> _Tasks_
a: In the wine rack thread, where have Archer's wines been aging for the past two years?
b: Continue the wine rack thread from the point where it stops.

[[ Excerpt, beginning ]]

I think I just found the solution to my needs. Thanks for the info


Smurfe


----------



## Waldo (Dec 12, 2005)

WOW















Northern Winos said:


> Waldo said:
> 
> 
> > Where the heck is the wine?
> ...


----------



## ARCHER (Dec 12, 2005)

Boy, that Sam's club rack really holds a lot of bottles. 


Thats a lot of weight, you mightwant to tie them into the wall, somehow.


Archer


----------



## PolishWineP (Dec 12, 2005)

Well Archer, good comment. You got me curious soI went downstairs for a look-see. I couldn't find any place that we attached them to the wall, but I gave them a good yank. I promise you, they aren't going anywhere. With the weight on the back they are very stable. So, no worries!


----------



## ARCHER (Dec 12, 2005)

PWP,


I'm impressed. I didn't mean to put your rack down, it just looked a little top heavy. The good part is its metal and apparently very strong. Its also moveable (That would be a bit of work to relocate all those bottles), but it could be done. You probably won't find any greater capacity for a given floorspace. I will check them out.


I have room for them upstairs, but have always been concernedthat the heat of summer wouldn't be good for my wine. The last two years, my wines have aged under the house. It gets a little cold in winter so I'm not sure which extreme is worst. No room under the house for those racks. Any thoughts about this?


----------



## PolishWineP (Dec 13, 2005)

Archer,


I didn't think at all you were questioning our wine rack. It was a worthy concern.

[[ Excerpt, end ]]
[[ Material provided, beginning ]]

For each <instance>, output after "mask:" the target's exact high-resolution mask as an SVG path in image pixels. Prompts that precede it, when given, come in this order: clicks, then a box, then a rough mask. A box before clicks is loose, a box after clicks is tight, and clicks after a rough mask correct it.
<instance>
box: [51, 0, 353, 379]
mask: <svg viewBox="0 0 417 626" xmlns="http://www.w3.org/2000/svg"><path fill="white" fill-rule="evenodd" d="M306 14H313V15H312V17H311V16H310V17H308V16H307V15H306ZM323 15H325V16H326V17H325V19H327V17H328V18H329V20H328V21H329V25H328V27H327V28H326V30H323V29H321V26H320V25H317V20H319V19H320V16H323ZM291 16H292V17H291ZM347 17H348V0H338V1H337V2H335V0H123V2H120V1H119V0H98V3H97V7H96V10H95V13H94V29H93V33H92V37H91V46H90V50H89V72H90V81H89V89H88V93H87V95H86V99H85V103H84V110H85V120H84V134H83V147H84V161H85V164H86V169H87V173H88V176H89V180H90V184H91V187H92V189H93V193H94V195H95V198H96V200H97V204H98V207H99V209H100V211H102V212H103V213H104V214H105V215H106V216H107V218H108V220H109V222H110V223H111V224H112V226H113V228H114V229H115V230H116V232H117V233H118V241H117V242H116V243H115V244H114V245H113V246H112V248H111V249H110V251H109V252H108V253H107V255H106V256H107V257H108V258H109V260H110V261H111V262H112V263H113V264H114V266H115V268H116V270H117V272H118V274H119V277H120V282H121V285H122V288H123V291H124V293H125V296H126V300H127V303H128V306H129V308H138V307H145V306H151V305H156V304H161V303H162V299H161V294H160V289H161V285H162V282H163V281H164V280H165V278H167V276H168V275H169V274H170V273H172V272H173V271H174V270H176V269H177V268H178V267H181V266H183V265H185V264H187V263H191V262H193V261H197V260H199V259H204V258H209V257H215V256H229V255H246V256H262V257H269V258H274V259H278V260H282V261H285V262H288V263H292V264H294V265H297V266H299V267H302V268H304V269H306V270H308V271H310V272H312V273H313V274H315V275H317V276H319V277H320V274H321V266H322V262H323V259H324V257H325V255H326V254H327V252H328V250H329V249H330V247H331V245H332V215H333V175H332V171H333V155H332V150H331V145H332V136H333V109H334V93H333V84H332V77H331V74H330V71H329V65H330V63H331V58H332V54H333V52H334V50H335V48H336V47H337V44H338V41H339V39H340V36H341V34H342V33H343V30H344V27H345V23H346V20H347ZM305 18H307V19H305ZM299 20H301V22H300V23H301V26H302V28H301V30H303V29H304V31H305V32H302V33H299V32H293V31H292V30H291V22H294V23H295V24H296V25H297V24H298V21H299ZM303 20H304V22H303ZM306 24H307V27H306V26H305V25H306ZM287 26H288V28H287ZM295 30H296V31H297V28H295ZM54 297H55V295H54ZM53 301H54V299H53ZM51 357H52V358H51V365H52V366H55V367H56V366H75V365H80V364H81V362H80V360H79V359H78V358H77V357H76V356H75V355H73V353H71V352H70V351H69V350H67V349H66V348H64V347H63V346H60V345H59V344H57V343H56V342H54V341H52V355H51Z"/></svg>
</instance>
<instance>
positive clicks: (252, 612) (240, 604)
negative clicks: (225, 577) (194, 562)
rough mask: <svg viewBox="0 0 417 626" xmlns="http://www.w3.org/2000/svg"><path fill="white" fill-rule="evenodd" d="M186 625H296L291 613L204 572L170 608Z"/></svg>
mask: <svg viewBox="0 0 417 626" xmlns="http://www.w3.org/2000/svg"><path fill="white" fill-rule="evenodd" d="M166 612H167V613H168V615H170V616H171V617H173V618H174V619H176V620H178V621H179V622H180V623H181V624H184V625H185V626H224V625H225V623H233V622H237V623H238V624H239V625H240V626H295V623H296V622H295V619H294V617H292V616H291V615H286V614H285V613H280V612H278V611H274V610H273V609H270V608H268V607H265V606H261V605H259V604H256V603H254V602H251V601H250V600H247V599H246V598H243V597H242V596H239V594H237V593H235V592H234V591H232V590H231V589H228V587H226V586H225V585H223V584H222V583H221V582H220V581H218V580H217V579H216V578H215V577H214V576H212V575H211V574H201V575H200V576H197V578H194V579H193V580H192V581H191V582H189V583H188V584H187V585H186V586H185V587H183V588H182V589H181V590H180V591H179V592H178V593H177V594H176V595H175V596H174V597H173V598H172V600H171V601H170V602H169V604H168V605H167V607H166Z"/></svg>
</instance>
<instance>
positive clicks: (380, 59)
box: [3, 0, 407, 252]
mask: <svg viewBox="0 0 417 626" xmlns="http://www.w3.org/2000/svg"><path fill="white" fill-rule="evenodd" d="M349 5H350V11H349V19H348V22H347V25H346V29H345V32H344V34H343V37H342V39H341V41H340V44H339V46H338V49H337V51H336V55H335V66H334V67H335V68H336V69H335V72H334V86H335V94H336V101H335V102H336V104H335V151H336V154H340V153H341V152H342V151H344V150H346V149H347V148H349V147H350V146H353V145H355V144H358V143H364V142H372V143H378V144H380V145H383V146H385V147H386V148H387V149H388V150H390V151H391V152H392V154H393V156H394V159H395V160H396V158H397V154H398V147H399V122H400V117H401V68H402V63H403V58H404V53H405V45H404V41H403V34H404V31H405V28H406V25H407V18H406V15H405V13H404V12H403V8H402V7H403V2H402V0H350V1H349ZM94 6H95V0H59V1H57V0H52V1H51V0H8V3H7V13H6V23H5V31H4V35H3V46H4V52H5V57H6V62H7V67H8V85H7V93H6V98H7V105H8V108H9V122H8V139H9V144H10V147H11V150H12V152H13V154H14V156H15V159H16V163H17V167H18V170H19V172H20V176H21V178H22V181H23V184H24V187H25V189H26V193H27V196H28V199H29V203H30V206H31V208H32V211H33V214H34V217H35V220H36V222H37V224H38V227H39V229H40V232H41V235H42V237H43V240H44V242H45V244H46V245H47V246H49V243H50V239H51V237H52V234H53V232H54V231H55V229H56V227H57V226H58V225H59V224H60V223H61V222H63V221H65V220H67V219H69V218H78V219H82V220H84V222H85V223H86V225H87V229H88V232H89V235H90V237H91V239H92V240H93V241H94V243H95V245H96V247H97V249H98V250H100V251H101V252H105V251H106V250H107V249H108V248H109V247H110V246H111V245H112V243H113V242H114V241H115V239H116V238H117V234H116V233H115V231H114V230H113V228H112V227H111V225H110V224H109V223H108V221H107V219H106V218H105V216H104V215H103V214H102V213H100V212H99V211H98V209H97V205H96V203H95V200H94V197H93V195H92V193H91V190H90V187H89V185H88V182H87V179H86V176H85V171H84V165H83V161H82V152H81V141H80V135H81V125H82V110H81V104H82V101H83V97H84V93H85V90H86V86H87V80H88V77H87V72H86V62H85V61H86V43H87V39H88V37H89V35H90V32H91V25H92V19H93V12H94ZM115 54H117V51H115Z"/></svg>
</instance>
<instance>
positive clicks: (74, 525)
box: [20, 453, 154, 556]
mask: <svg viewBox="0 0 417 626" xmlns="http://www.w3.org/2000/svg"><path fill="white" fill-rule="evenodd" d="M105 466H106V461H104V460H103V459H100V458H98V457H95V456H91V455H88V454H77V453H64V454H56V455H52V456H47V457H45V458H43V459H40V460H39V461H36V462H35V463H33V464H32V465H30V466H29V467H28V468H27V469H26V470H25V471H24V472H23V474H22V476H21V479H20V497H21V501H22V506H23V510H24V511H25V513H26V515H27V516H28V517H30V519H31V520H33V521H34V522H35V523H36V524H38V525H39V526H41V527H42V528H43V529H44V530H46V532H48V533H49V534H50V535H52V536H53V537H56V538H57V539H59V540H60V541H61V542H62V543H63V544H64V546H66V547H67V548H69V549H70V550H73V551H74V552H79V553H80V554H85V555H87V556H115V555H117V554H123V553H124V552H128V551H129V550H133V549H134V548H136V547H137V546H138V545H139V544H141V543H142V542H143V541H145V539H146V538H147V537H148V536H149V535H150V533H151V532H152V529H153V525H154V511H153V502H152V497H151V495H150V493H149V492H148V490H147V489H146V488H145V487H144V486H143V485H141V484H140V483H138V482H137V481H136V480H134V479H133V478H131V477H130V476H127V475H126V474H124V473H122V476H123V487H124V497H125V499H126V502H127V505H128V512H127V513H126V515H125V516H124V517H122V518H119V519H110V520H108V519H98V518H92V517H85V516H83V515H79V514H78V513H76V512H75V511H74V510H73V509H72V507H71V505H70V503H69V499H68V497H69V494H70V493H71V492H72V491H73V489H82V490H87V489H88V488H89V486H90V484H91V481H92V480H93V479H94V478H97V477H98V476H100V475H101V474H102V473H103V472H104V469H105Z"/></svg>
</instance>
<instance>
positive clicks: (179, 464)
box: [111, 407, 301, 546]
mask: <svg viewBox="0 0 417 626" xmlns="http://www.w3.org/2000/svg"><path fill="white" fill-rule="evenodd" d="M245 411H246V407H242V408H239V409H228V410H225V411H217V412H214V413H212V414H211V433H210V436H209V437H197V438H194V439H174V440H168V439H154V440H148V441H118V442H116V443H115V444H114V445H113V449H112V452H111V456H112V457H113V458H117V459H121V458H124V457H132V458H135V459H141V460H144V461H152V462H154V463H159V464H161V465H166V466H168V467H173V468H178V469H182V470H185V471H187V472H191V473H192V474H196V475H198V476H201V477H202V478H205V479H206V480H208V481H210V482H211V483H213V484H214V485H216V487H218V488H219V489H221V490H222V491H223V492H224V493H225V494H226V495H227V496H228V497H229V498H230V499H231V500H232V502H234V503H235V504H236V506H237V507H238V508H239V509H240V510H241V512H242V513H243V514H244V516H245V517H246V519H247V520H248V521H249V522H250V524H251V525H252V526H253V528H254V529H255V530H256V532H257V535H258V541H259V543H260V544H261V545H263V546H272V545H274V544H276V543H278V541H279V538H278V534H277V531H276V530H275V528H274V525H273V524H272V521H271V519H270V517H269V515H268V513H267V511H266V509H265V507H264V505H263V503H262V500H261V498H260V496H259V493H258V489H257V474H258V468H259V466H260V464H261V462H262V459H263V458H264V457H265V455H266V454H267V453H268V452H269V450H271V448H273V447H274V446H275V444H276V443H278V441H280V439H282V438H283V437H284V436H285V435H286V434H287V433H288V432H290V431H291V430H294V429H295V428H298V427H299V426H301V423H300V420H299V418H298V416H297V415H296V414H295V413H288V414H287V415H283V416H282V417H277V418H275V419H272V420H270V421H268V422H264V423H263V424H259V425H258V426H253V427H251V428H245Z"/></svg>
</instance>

[[ Material provided, end ]]

> _Your written answers_
a: Under the house.

b:
I don't know what I'd do without a basement. If you have to store your wines upstairs you may have to bite the energy cost to keep the temp stable. But if you don't keep them in the bottle that long you may not need to worry too much. Maybe store your long-term agers under the house. Everyone's situation is different and we often just have to punt. 


Winemaking is like football. You may fumble but there's always a chance of recovery!


----------



## peterCooper (Dec 13, 2005)

PWP said:


> Winemaking is like football. You may fumble but there's
> always a chance of recovery!



Yes, just like football. Lots of action for 3 seconds and then an age waiting 
for the next play.BUT... you don't have to wear padding and a helmet


----------



## bilbo-in-maine (Dec 13, 2005)

> BUT... you don't have to wear padding and a helmet



Well.... Think back to some of the gear Stinkie has to wear at times!


----------



## ARCHER (Dec 13, 2005)

Didn't I see Stinkie wearing an aluminum foil, skull-mounted memory probe or something like that?


----------



## peterCooper (Dec 14, 2005)

I did too.
And he has his cheerleaders (palmolive)


----------



## ARCHER (Dec 14, 2005)

Hey Stinkie, show us your wine storeagefacility.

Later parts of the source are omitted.